Random Recs, Part the First (of Many)

Things are slightly busier at work, especially as I intensify the hunt for a job post-August, which means I’ve been doing more absorbing and less outputting when it comes to entertainment. To fix this, I’m going to do a very brief rundown of what I’ve been taking in lately, with some quick thoughts on each. I can and will continue with longer pieces here, but expect these capsule reviews to pop up fairly frequently.

TV:

  • As my icon would suggest, I’m more than thrilled by the return of Mad Men this past Sunday. I got into the show last summer at the urging of my roommate, and the show is as good as ever. Now that we know the time frame of the new season, and have a general outline of where our principal characters stand personally and professionally, there aren’t too many cliffhangers to resolve (other than Joan and her Terrible, Horrible, No-Good, Very Bad Husband). The beauty of this show, though, is that it’s kind of the anti-Lost: light on the dramatic plot-twists, but heavy on rich, believable characterization. Now that Don’s a free agent, he seems to be simultaneously losing his Don-Draper cool and embracing his assumed identity (rather than hold onto Dick Whitman) as his new company steps into the limelight. Somehow, I predict some devastating emotional fallout a few episodes down the line.
  • Veronica Mars is a show I’ve been meaning to watch for years, especially since some of the writers are the brilliant minds behind my late, lamented Party Down. I’d actually already caught the third season, which, while engaging, is a deep drop in quality from the stellar first season. Clever, funny, with complex story arcs and stellar acting–plus, it indulges my unabashed love for high school romances. I think it’s reductive to call the show Buffy the Girl P.I., but it shares a similar spunk and originality of voice. Highly recommended and currently online at Netflix.

DATA BLOCK —

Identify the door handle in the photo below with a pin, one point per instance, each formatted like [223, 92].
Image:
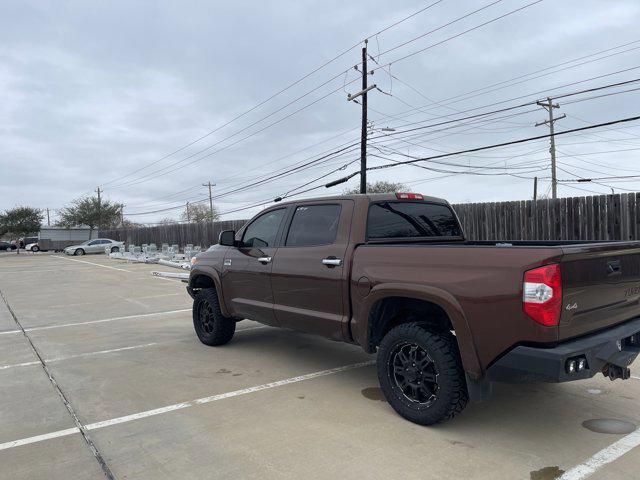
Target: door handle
[332, 262]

APPLY WHAT YOU READ —
**1)** According to the TV recommendations post, where is Veronica Mars currently available online?
**2)** Repeat the part of the TV recommendations post starting at "Random Recs, Part" and ending at "up fairly frequently.".

RESPONSES BY ITEM NUMBER —
**1)** Netflix

**2)**
Random Recs, Part the First (of Many)

Things are slightly busier at work, especially as I intensify the hunt for a job post-August, which means I’ve been doing more absorbing and less outputting when it comes to entertainment. To fix this, I’m going to do a very brief rundown of what I’ve been taking in lately, with some quick thoughts on each. I can and will continue with longer pieces here, but expect these capsule reviews to pop up fairly frequently.